Referring expression data
* * *
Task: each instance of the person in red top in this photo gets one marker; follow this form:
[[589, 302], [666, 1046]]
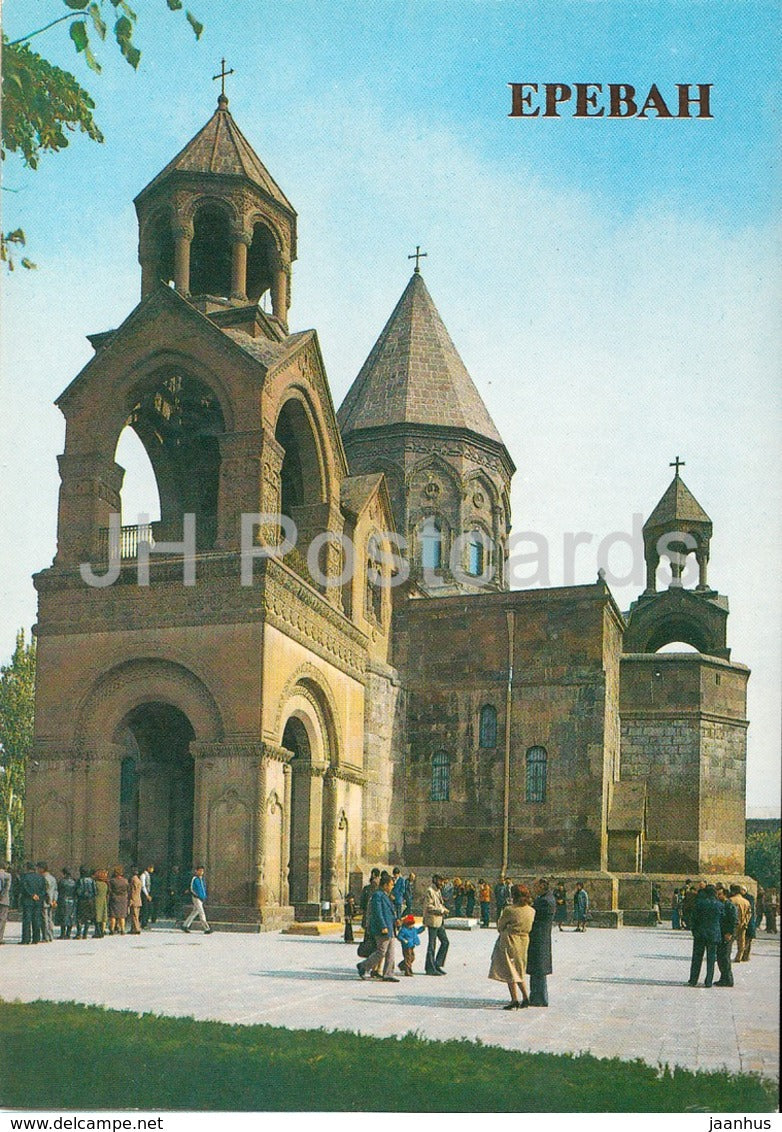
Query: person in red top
[[484, 900]]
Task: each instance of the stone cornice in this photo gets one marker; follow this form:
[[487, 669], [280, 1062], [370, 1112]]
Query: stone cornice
[[349, 774], [681, 713], [229, 748]]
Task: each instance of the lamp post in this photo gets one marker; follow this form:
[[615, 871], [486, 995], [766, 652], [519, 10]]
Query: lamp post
[[8, 796]]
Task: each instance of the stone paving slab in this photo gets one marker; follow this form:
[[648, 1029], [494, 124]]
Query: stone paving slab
[[618, 994]]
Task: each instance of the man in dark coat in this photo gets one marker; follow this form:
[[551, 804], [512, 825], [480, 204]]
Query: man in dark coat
[[752, 926], [367, 894], [539, 955], [706, 927], [33, 894], [730, 918]]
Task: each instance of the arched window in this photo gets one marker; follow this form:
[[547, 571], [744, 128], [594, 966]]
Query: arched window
[[487, 730], [440, 777], [431, 545], [535, 774], [475, 554], [211, 253], [374, 588]]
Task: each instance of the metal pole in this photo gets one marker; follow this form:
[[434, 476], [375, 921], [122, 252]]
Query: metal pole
[[508, 703]]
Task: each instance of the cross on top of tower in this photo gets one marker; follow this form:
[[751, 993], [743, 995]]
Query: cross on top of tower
[[417, 256], [222, 76]]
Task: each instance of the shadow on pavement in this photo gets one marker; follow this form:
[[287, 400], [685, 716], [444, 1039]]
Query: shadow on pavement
[[635, 983], [316, 975]]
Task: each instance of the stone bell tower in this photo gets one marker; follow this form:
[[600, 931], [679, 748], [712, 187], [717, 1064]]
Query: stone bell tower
[[216, 224], [414, 413], [684, 713]]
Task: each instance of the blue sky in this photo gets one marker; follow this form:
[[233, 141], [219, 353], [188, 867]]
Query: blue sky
[[613, 288]]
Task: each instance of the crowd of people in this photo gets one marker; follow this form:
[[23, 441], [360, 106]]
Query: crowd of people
[[525, 919], [765, 906], [469, 899], [106, 902], [720, 918]]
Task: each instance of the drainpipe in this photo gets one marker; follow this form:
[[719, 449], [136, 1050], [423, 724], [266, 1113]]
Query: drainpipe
[[506, 791]]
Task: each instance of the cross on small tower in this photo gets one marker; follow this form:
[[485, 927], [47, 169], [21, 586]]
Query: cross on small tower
* * *
** What you are asked to do **
Return exactly, and only, the lines above starting at the line that contains "[[551, 804], [512, 825], [480, 204]]" and ending at the line that contains "[[547, 571], [744, 128], [594, 966]]".

** Answer space **
[[551, 804], [512, 825], [480, 204]]
Query: man in dark coat
[[752, 926], [367, 894], [539, 955], [706, 927], [33, 894], [730, 918]]
Task: each instance of the arched window in this photo gets one marker; follow this form:
[[547, 571], [744, 128], [594, 966]]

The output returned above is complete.